_Set problem_
Report each line of the records below in which the string "antenna" appears, reproducing every such line in full.
====== Source records
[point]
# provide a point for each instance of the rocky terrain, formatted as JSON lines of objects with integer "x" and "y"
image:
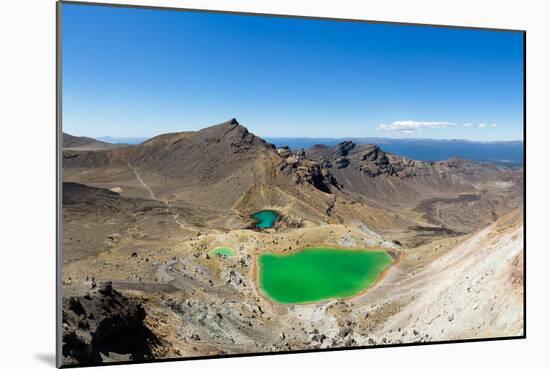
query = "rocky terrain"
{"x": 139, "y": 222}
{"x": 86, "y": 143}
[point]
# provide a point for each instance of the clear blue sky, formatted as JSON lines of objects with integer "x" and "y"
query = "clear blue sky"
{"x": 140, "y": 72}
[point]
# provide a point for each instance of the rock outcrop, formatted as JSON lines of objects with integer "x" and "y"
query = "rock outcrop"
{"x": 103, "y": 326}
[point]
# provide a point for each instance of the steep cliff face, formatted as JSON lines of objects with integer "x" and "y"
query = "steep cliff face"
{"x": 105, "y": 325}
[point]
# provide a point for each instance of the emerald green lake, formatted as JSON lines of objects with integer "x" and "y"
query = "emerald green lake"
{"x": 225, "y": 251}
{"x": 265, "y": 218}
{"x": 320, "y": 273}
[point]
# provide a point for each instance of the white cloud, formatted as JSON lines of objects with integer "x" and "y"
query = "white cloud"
============
====== Source records
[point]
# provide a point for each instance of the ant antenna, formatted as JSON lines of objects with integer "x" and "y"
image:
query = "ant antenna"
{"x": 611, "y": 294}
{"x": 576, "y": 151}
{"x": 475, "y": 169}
============
_The result_
# provide a point for each instance of the ant antenna, formatted as JSON lines of objects with integer "x" and "y"
query = "ant antenna"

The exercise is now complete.